Exercise
Copy each of the records below line for line, without any changes, and leave the pictures out of your answer.
····················
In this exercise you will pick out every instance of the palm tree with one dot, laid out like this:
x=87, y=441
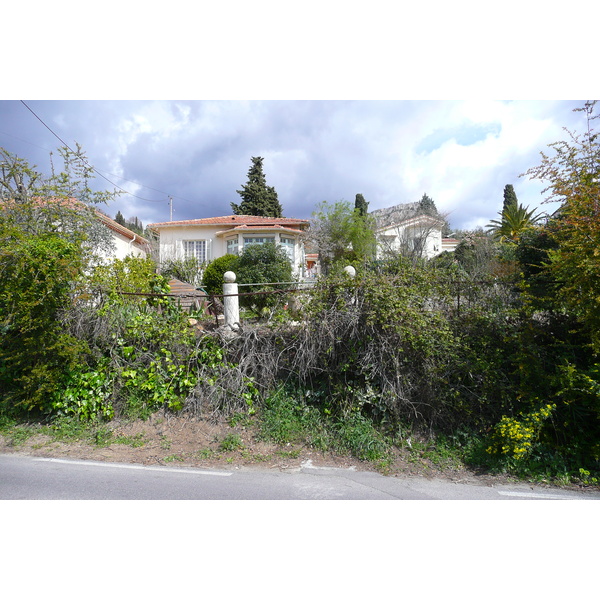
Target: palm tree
x=516, y=218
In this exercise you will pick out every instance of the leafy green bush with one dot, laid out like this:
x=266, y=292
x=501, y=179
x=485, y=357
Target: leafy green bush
x=212, y=279
x=37, y=277
x=260, y=264
x=186, y=269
····················
Exercise result
In this exercise you will pick out every instance of the palm tree with one dot, laid out like this:
x=87, y=441
Target: palm tree
x=516, y=218
In this exercise you will pick out every instance of the leafy green bush with one dot, laid out like this:
x=266, y=292
x=501, y=179
x=485, y=357
Target: leafy green bush
x=212, y=279
x=37, y=277
x=260, y=264
x=186, y=269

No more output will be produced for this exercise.